• [DOCUMENT EXTRACT]:
+++

October 16, 2019 at 4:46 p.m.

What should schools be named?

Back in the Saddle

By JACK RONALD
Publisher emeritus

What’s in a name?

That’s the question that came to mind the other day when the final middle school football game was played at Pete Brewster Field.

The football field, originally the turf of the Portland Panthers, was named several years ago in honor of Brewster, who distinguished himself not only for the Panthers but for the Purdue Boilermakers and the Cleveland Browns.

It was a fitting honor, and it was overdue.

But now, the building that has housed East Jay Middle School is going to be re-purposed as an elementary facility. Pete Brewster Field will be re-purposed as a playground with basketball courts. And the school itself will be getting a new name.

The same holds true with West Jay Middle School, with the consolidation of junior high classes in the Jay County High School building beginning in the fall of 2020.

+++

• [PROBLEMS AND TASKS]:
1. List every football team the school-names column says Pete Brewster played for.
2. Reproduce everything from "By JACK RONALD" down to "the Cleveland Browns." in the school-names column, swapping "Panthers" for "Rockets" throughout.
3. According to the school-names column, what will Pete Brewster Field be re-purposed as?

• [DATA FOR ANALYSIS]:
+++

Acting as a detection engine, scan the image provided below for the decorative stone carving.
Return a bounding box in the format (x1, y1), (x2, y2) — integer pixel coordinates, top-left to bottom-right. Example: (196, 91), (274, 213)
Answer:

+++

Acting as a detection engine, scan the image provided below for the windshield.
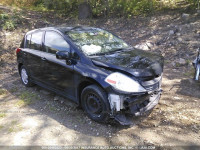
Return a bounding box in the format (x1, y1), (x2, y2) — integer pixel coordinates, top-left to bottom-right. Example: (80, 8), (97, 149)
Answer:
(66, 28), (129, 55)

+++

• [TASK RESULTS]:
1.
Portland Panthers
Purdue Boilermakers
Cleveland Browns

2.
By JACK RONALD
Publisher emeritus

What’s in a name?

That’s the question that came to mind the other day when the final middle school football game was played at Pete Brewster Field.

The football field, originally the turf of the Portland Rockets, was named several years ago in honor of Brewster, who distinguished himself not only for the Rockets but for the Purdue Boilermakers and the Cleveland Browns.

3. A playground with basketball courts.